• **WORK INSTRUCTION**
The answer must be an exact reproduction of the lines from the start of the records below through the line containing "Question. Provide a point on each instance of the floating", and nothing more.

• **STORED DATA**
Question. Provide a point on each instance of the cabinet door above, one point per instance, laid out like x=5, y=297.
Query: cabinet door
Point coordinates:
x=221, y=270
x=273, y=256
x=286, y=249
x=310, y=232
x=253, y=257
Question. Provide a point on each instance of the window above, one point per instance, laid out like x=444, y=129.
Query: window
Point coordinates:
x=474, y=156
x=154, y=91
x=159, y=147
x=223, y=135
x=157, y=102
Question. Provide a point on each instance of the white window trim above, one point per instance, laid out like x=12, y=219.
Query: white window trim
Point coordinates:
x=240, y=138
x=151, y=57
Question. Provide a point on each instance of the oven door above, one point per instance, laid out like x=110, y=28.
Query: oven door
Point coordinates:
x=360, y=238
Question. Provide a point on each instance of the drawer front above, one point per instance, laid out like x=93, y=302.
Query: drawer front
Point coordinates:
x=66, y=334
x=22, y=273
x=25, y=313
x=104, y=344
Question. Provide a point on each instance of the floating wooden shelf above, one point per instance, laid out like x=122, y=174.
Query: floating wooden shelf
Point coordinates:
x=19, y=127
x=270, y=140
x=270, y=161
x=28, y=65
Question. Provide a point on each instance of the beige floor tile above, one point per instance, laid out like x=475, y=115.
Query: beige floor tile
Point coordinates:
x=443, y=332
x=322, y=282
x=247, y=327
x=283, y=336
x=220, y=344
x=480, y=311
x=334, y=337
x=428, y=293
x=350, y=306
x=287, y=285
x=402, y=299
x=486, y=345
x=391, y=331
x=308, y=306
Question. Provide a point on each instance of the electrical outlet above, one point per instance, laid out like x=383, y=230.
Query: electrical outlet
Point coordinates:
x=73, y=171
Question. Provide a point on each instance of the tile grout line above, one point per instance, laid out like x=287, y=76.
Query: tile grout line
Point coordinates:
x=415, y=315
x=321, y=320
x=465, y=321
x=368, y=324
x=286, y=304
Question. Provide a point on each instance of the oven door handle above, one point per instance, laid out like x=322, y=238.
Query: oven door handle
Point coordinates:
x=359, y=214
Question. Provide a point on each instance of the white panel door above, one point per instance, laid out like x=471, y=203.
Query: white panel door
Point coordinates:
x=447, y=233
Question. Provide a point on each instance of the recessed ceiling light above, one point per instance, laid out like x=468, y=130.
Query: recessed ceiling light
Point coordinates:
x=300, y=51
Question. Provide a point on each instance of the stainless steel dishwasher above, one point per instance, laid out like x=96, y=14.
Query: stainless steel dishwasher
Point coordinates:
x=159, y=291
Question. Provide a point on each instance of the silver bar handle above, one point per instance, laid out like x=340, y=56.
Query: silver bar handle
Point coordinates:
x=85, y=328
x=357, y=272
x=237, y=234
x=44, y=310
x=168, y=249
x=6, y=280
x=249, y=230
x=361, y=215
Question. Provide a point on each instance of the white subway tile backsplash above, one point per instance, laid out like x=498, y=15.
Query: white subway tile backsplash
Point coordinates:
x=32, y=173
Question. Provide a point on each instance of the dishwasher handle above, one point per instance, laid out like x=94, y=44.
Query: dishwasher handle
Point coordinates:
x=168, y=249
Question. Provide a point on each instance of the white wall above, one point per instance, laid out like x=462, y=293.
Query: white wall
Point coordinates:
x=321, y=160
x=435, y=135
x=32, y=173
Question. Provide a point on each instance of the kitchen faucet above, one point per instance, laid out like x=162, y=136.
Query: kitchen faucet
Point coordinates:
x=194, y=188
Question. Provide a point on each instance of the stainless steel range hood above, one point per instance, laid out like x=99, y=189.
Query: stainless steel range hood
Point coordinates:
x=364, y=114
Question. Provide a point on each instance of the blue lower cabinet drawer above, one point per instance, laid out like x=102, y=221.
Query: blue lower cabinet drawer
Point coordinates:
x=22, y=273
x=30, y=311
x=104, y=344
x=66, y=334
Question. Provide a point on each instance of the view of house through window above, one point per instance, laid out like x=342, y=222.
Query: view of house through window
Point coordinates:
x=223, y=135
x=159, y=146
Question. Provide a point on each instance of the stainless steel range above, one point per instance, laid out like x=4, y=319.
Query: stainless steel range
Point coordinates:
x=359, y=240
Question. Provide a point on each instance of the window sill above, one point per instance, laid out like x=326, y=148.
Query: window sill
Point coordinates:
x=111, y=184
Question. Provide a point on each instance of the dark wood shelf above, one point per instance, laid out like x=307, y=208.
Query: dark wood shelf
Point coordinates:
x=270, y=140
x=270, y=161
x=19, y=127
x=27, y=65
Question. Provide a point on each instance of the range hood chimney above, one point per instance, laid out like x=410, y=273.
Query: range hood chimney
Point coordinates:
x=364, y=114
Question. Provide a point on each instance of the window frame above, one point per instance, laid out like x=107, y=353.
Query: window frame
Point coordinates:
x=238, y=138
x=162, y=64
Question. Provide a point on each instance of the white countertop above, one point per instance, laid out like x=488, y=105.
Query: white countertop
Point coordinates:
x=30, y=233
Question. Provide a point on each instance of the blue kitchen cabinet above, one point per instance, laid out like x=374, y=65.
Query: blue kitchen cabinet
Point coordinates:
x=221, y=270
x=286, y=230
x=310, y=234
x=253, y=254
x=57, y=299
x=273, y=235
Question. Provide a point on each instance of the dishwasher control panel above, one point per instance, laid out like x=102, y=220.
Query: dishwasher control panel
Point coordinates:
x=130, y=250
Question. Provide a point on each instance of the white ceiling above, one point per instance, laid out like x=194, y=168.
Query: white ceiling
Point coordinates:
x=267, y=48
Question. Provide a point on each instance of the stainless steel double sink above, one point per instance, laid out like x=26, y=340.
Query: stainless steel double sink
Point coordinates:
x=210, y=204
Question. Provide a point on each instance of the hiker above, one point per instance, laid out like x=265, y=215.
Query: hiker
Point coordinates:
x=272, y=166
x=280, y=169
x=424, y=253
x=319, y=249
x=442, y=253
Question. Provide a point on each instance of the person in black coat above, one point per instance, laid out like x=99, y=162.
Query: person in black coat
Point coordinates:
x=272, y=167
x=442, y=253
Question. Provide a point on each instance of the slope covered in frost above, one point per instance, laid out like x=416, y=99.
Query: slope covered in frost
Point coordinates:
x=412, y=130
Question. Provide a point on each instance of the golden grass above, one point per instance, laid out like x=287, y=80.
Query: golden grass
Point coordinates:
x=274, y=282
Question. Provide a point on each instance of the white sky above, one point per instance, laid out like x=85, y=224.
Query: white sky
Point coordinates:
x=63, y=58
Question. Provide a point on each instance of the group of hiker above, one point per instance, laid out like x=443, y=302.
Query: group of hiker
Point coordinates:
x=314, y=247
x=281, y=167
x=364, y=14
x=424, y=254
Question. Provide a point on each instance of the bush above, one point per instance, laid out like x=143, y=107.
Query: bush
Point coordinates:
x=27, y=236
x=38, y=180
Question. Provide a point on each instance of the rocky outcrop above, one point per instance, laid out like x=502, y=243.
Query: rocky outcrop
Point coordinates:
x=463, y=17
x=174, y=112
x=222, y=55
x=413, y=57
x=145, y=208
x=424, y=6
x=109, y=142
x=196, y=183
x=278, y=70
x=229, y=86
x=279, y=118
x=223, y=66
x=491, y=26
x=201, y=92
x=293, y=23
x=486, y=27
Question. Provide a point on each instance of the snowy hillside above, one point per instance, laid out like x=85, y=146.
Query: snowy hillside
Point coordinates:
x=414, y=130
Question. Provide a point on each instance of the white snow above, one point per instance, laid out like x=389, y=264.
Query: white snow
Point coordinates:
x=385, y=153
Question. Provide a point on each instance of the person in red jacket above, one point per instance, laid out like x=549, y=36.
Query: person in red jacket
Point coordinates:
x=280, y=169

• **REPLY**
Question. Provide a point on each instance of the cabinet door above, one point per instance, laid out like x=5, y=297.
Query: cabinet door
Point coordinates:
x=221, y=270
x=273, y=256
x=286, y=249
x=310, y=232
x=253, y=257
Question. Provide a point on each instance of the window above, one point per instance, laid out like x=444, y=129.
Query: window
Point coordinates:
x=474, y=156
x=154, y=91
x=159, y=147
x=223, y=135
x=157, y=102
Question. Provide a point on each instance of the white window trim above, one point per instance, laid out like x=12, y=219.
Query: white window trim
Point coordinates:
x=240, y=138
x=151, y=57
Question. Provide a point on each instance of the oven door above, one point per instance, laid out like x=110, y=28.
Query: oven door
Point coordinates:
x=360, y=238
Question. Provide a point on each instance of the drawer front above, one point per instance, laid out like x=93, y=302.
Query: drawer front
Point coordinates:
x=66, y=334
x=22, y=273
x=25, y=313
x=104, y=344
Question. Provide a point on each instance of the floating wooden shelf above, one point per instance, laid out like x=122, y=174.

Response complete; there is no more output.